Studying LabVIEW Using QueryPerformanceCounter

Last edit: 05-03-17 Graham Wideman

Data Acquisition

Studying LabVIEW Using QueryPerformanceCounter

99-06-16 Article created
99-07-01 Extensive revisions based on correspondence with National Instruments

Topics

This Page

Timing in LabVIEW: The Wait Functions
A VI using QueryPerformanceCounter
Factors That Impact Timing
General Approach
Tests
Conclusions
Test Conditions
Comment on What's Already Published
Acknowledgements

Timing in LabVIEW: The Wait Functions

The LabVIEW functions that provide timing on the millisecond level are the "Wait" and "Wait For Next ms Multiple" vi's. Both are based on the same underlying mechanism; I focused on the "Wait For Next ms Multiple" function, used in a very standard timed loop configuration (diagram further below).

To measure when things are happening, I used the Windows API function QueryPerformanceCounter. This function on x86/Pentium platforms looks at a high-resolution system hardware counter that runs at approximately 1.2 MHz, or 0.8 microsec/count. The actual resolution, once you account for the delay in calling the function, will be considerably less, but still far better than 1 millisec.

Set of tasks →
1 - Name every function mentioned in the LabVIEW timing article, as the article names it.
2 - Resume the LabVIEW timing article from the point where it stops.
The data has no connection to the LabVIEW timing article.

Source data →
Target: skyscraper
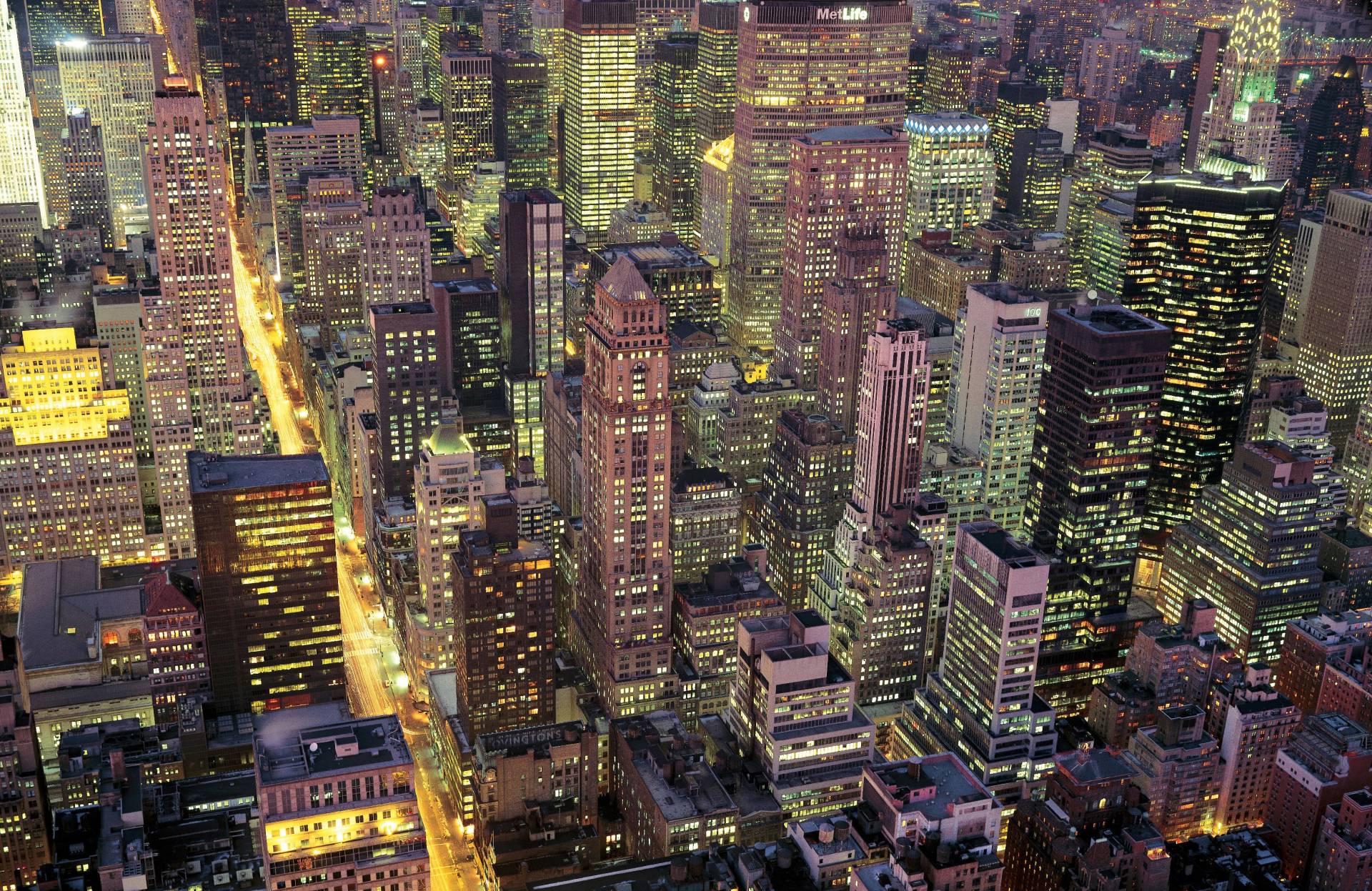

Responses to the tasks →
1 -
- "Wait"
- "Wait For Next ms Multiple"
- QueryPerformanceCounter

2 -
A VI using QueryPerformanceCounter

To study the behavior of LabVIEW's "Wait For Next ms Multiple" function, I wrote a simple vi that uses the Windows API high-resolution QueryPerformanceCounter function. The diagram looks like:

GWQPCTimeTest11_diag.gif (8722 bytes)

This vi is available for download here: GWQPCTimeTest11.vi

Note the bare minimum of activity inside the loop structure. The "Interval" and "QPC minus Iteration" graphs should give us a fair idea of the consistency of timing under various circumstances. A couple of program notes:

If you download the vi you will see how to set up the call to the performance counter function, if you are unfamiliar with that aspect. One minor wrinkle is that both the calls involved want to return a 64-bit value, which LV doesn't support. To get around that we supply an array of two 32-bit integers. As it turns out, in both cases we can use just the less significant array element. The Counter could conceivably roll over, so in a serious application we should include the high-order 32 bits, but for this simple test app we can ignore them.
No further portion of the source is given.